Text shown: Begin
An environment characterized by ongoing uncertainty and ever-shifting trends, where fortunes are made and lost in the blink of an eye.
During bull cycles, prices skyrocket, and mining operations thrive as miners rush to capitalize on the frenzy.
New mining facilities emerge with modern mining hardware models selling out immediately.
But as the excitement reaches its peak, a sobering reality sets in. Speculation reaches unsustainable levels, and a devastating but inevitable price collapse ensues.
Prices begin dropping at a frantic rate and billions of dollars evaporate.
And the profitability of miners also declines.
"Difficulty Adjustment" is a line in the Bitcoin code that regulates the mining difficulty, aiming to sustain an average time of 10 minutes for each new block.
Mining difficulty adjusts based on changes in the combined energy of miners, the hash power, whether it increases or decreases.
However, here's a catch:
Bitcoin's mining difficulty changes every 2016 blocks, which is approximately every two weeks.
And within this timeframe, a lot can happen.
The Theory
Mining can become unprofitable for the majority of participants if the difficulty grows fast or the price of Bitcoin in exchanges drops. It can also become unprofitable right after the halving kicks in.
When miners anticipate losses, they can reduce their hash power or even quit mining entirely.
This has been the standard procedure, with no major negative impact on the network so far.
Within these economic conditions a dire scenario has emerged, theorizing the possibility of a mass exodus of miners, enough to bring the network to a complete halt.
This theory is known as the Bitcoin Death Spiral, a concept rooted in the delicate balance between Bitcoin's code and market forces.
During bear markets, we witness mining equipment discarded and mining facilities abandoned. ASICs, which serve as the backbone of Bitcoin mining, become obsolete as technology advances, forcing miners to upgrade to newer models or risk being left behind. Miners may shut down older models, sell them for scrap, and replace them with new and profitable hardware.
Miners are motivated to upgrade their hardware due to the potential for price appreciation and mining profits. However, it is uncertain if this will remain the case in the long run.
Besides difficulty adjustment, Bitcoin also contains the halving event. This feature kicks in approximately every four years, and it reduces in half the mining rewards in terms of newly mined Bitcoins.
So, with each halving the reward from mining new blocks drops significantly.
The community suggests that fees will continue to rise indefinitely to compensate for the loss that miners experience with each halving. However, this hypothesis is ambiguous since, who will actually want to use a network with ever-increasing fees?
This approach transforms BTC into a highly expensive network of transferring value that only a few can afford to utilize.
Yet, if these few already have control over the banking sector, what motivation would they have to switch to a different monetary network?
Bitcoin proponents tend to overestimate its long-term potential, as the cryptocurrency currently maintains a narrow use case, price speculation.
In general, both the profit from mining and the potential for an increase in the price of BTC have been the driving force behind miners' decisions to expand and upgrade their operations.
Text shown: End
Data segment: Begin
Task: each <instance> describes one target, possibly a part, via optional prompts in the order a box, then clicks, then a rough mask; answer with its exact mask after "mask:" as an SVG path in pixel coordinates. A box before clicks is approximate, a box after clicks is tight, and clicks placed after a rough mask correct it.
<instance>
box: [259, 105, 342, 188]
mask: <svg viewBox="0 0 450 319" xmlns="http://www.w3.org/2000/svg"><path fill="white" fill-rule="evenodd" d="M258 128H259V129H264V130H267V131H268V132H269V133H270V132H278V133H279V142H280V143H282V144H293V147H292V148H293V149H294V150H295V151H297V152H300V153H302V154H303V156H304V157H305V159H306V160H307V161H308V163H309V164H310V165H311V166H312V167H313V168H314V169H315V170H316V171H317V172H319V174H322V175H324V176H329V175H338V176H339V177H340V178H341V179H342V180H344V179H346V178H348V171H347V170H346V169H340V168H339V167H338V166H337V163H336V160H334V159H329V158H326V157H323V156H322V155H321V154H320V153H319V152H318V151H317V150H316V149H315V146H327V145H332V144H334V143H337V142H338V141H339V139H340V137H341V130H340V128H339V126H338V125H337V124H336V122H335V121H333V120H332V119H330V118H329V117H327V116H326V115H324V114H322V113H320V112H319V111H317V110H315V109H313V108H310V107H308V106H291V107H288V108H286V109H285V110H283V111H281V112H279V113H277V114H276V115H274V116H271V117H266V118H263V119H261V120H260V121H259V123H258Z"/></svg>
Data segment: End
Questions to answer »
a) According to the text on Bitcoin mining, how often does Bitcoin's mining difficulty change?
b) Continue the text on Bitcoin mining from its final sentence.

Exercise results »
a) Every 2016 blocks, which is approximately every two weeks.

b)
We should also take into account the fact that BTC today serves a limited purpose, while the price is influenced primarily by speculation, aggressive marketing, and unstable market forces like stablecoin Tether.
For how long will miners foresee profitability under these conditions, especially when the price of Bitcoin is hovering at overheated levels, already 50,000 times higher than a decade ago?
Miners profit from newly-mined Bitcoins and transaction fees, while also adjusting sales of their coins' inventory depending on the price action. Their cost includes expenses such as electricity bills, land, facility, hardware, loans, and salaries, among other things. The halving event, which occurs every 210,000 blocks, reduces newly mined Bitcoins by 50%. This feature is designed to control the rate at which new Bitcoins are introduced and ensure scarcity over time.
While each halving event has so far resulted in a surge in Bitcoin's price, it has also reduced mining rewards severely impacting and transforming the approach Bitcoins are mined, and lately creating uncertainty for the long-term viability of mining operations. Several factors, including mining difficulty, hash power, Bitcoin's price, and transaction fees, can impact miners' profitability.
The Main Threat Is The Price
The Bitcoin death spiral theory suggests a rapid and irreversible decline in the Bitcoin network's functionality due to a cascade of events.
A sharp drop in the price of Bitcoin timed at the beginning of a new difficulty epoch with a much higher difficulty than the previous one could be a condition to support this concept.
Under these conditions, the price should experience a significant decline of 70 to 90% to signal the beginning of the death spiral.
Can we consider such a price scenario impossible?
Here are some instances that demonstrate why it is not.
a) Mining ban
The China Bitcoin crackdown of 2021 led to a significant drop in both Bitcoin's price and hash-rate. Though the price recovered later, a more organized ban and crackdown by the US, Europe, Russia, and other nations and organizations will result in far worse consequences for mining, exchanges, and crypto companies and a sharp decline in Bitcoin's price.
b) Software bugs
Though they say "code is law," flawed code can have catastrophic results.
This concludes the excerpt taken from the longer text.